▶ Task prompt: From the first line to the last, write out the data below exactly.

▶ Material for this task:

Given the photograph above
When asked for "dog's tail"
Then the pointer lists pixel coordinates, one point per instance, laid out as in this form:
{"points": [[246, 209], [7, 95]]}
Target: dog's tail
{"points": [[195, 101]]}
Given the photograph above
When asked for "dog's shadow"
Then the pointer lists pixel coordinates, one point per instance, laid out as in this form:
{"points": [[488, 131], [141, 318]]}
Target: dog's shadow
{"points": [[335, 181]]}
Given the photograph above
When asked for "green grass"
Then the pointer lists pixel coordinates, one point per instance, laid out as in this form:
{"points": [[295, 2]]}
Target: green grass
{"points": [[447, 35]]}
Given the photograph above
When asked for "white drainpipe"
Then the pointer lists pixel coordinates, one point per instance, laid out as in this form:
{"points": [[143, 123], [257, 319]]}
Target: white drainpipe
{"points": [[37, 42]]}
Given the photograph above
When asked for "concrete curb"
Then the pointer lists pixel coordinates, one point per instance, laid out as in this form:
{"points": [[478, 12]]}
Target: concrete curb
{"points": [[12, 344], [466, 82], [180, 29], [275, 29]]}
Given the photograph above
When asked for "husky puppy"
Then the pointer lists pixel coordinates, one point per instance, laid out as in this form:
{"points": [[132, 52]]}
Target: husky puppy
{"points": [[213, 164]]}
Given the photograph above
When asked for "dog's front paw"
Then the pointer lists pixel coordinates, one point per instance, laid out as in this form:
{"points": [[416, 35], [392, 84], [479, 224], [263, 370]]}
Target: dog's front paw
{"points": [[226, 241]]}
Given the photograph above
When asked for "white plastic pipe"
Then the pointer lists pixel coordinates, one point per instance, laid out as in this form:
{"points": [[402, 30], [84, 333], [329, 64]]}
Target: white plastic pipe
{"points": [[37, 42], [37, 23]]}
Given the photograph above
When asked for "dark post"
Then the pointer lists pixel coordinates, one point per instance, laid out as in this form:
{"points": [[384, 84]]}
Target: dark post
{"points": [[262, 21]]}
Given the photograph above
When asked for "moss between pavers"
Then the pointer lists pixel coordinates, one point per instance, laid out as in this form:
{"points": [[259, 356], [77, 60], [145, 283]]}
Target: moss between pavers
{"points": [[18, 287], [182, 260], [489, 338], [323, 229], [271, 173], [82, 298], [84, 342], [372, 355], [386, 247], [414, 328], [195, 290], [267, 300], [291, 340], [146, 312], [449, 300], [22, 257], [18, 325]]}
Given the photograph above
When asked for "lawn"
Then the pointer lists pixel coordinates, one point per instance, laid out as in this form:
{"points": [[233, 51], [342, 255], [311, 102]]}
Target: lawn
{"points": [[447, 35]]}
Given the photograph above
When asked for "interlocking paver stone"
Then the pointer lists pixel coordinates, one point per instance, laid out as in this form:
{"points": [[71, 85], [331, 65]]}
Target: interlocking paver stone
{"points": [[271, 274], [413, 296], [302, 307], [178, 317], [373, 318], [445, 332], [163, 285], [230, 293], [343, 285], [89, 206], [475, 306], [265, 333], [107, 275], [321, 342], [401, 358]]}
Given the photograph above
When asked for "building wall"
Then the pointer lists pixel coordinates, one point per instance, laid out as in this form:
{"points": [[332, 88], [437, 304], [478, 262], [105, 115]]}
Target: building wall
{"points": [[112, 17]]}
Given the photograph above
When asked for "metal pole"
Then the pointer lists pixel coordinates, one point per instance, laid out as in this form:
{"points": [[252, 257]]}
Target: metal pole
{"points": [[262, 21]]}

▶ Result:
Given the photograph above
When asked for "dog's tail"
Then the pointer lists pixel coordinates, one point per instance, laid out as in this form:
{"points": [[246, 209], [7, 95]]}
Target: dog's tail
{"points": [[195, 101]]}
Given the photograph above
When asked for "dog's shadow"
Then the pointer lists pixel coordinates, one point per instance, laid out as in this form:
{"points": [[488, 131], [141, 318]]}
Target: dog's shadow
{"points": [[335, 181]]}
Given the photograph above
When asked for "green grass"
Then the pointer lists pixel coordinates, one point per instance, laid out as in this form:
{"points": [[295, 2]]}
Target: green grass
{"points": [[447, 35]]}
Given the photograph above
When asked for "white drainpipe"
Then the pointer lists pixel coordinates, one point per instance, laid out as in this form:
{"points": [[143, 123], [257, 319]]}
Target: white drainpipe
{"points": [[37, 42]]}
Given the photograph above
When asked for "concrete curb"
Then the pointer lists pixel coordinates, one point per instance, laid out as in this form:
{"points": [[478, 12]]}
Target: concrete curb
{"points": [[12, 344], [466, 82], [180, 29], [275, 29]]}
Given the photograph above
When asked for "husky puppy"
Then the pointer lists pixel coordinates, one point per instance, laid out as in this form:
{"points": [[132, 52]]}
Target: husky puppy
{"points": [[213, 164]]}
Given the photograph above
When asked for "dog's front paw"
Then the pointer lists pixel coordinates, one point per instance, laid out as in this form:
{"points": [[416, 35], [392, 84], [479, 224], [263, 370]]}
Target: dog's front paw
{"points": [[226, 241]]}
Given the photograph above
When asked for "white plastic pipe"
Then the pointer lists pixel coordinates, one point per instance, laid out as in this form:
{"points": [[402, 30], [84, 333], [329, 64]]}
Target: white plastic pipe
{"points": [[37, 42], [37, 23]]}
Given the photograph above
When asked for "dark post"
Then the pointer lists pixel coordinates, one point per instance, laid out as in this form:
{"points": [[384, 84]]}
Target: dark post
{"points": [[262, 21]]}
Given the photograph above
When asked for "moss between pavers"
Then the pointer lists pixel coordinates, one point per instance, laid out as in this form:
{"points": [[259, 356], [77, 60], [145, 283]]}
Target: moss between pavers
{"points": [[18, 287], [182, 260], [489, 338], [323, 229], [271, 173], [82, 298], [84, 342], [372, 355], [386, 247], [414, 328], [195, 290], [267, 300], [291, 340], [146, 312], [449, 300], [22, 257], [18, 325]]}
Given the photograph above
When asked for "lawn"
Then the pointer lists pixel coordinates, one point per instance, laid out as in this form:
{"points": [[233, 51], [342, 255], [311, 102]]}
Target: lawn
{"points": [[447, 35]]}
Given the photograph above
When asked for "interlocking paver stone"
Then the pointer lists pixel coordinates, one point per instance, laid out as in this form:
{"points": [[71, 85], [331, 65]]}
Target: interlocking paver stone
{"points": [[271, 274], [413, 296], [302, 307], [178, 317], [373, 318], [445, 332], [163, 285], [230, 293], [343, 285], [89, 206], [475, 306], [265, 333], [107, 275], [321, 342], [401, 358]]}
Given the photograph above
When asked for "building wall"
Then the pointer lists pixel coordinates, one point per instance, laid out as in this form:
{"points": [[332, 88], [437, 304], [478, 262], [105, 115]]}
Target: building wall
{"points": [[112, 17]]}
Given the photograph above
When asked for "metal pole"
Then the pointer lists pixel coordinates, one point per instance, laid out as in this form:
{"points": [[252, 257]]}
Target: metal pole
{"points": [[262, 21]]}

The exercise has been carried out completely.